─── Brano di lettura ───
Più volte le pitture su vetro di Edina vanno a ornare mobili e ambienti disegnati da Ponti, rivestendole come una pelle colorata e seducente. I due grandi specchi pubblicati sulla rivista Forme Moderne restituiscono uno degli esempi più brillanti di questa collaborazione. Realizzati nel 1951 per la sala da pranzo di prima classe della motonave Oceania — una delle molte commissioni pontiane di arredo per transatlantici —, erano noti finora solo dalle fotografie pubblicate nel 2007 sul libro di Paolo Piccione. Sui due pannelli, un tempo appesi, insieme a un terzo, sulla parete di poppa della sala, si nota un lungo fregio mitologico: nel primo, un genio dai piedi in fiamme (allegoria della navigazione a motore) abbraccia la Terra col suo corteo di animali e di piante; nell’altro, Nettuno, circondato di Nereidi e Tritoni, si accampa trionfante su un mare popolato di navi. A differenza degli specchi eseguiti nel 1949 per il Conte Grande e il Conte Biancamano, dipinti con stesure più mosse e pittoriche, ma di tono un po’ opaco e dimesso e poco avventurosi nelle iconografie (nature morte e costumi popolari italiani), in questi trovano libero sfogo l’humour e la fantasia poetica propri dell’Altara migliore. La «freschezza ed elementarità rare e sorprendenti» del racconto sono messe in valore dall’ironia garbata della stilizzazione, dai semplici ritmi compositivi e dalla trasparenza acquea dello specchio, che dà al colore una luminosità inaspettata. Se nel Conte Grande e nel Biancamano si intuiva la presenza di soggetti e soluzioni imposti, qui l’artista ha lavorato evidentemente senza copione, a tutto vantaggio del risultato. Il salto di qualità non era sfuggito a Ponti: «si lasci fare a essa, guai a darle noi un tema: si spegne tutto», osservava nell’articolo dedicato a Edina pubblicato su Domus nel 1952. Di fatto, dal 1950 in poi, l’architetto lascia fare a lei. Le porte di casa Lucano a Milano (da cui l’articolo traeva spunto), alcuni mobili, il pannello per l’Andrea Doria (1951) e gli altri appena successivi per l’Africa (1952) — tutti lavori in specchio dipinto — condividono lo stile immaginoso e teneramente ironico dei lavori per l’Oceania, che si impone come cifra caratteristica dell’artista negli anni della collaborazione con Ponti.

Dove sono le opere di Edina Altara realizzate per la Motonave Oceania?
─── Materiale fornito ───
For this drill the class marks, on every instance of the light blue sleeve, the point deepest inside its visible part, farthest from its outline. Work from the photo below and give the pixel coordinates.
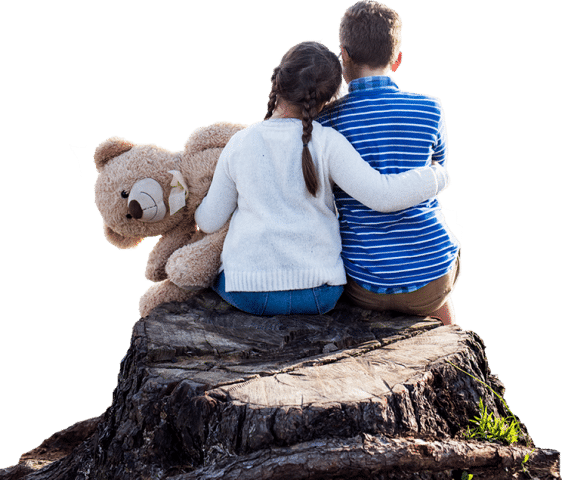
(383, 193)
───
### Attività da svolgere
[1] Secondo il brano, in quale anno furono realizzati i due specchi per la sala da pranzo di prima classe della motonave Oceania?
[2] Elenchi, in ordine cronologico, tutti gli anni citati nel brano.
Il materiale è tratto da una fonte diversa.

### Soluzioni degli esercizi
[1] Nel 1951.

[2] 1949, 1950, 1951, 1952, 2007.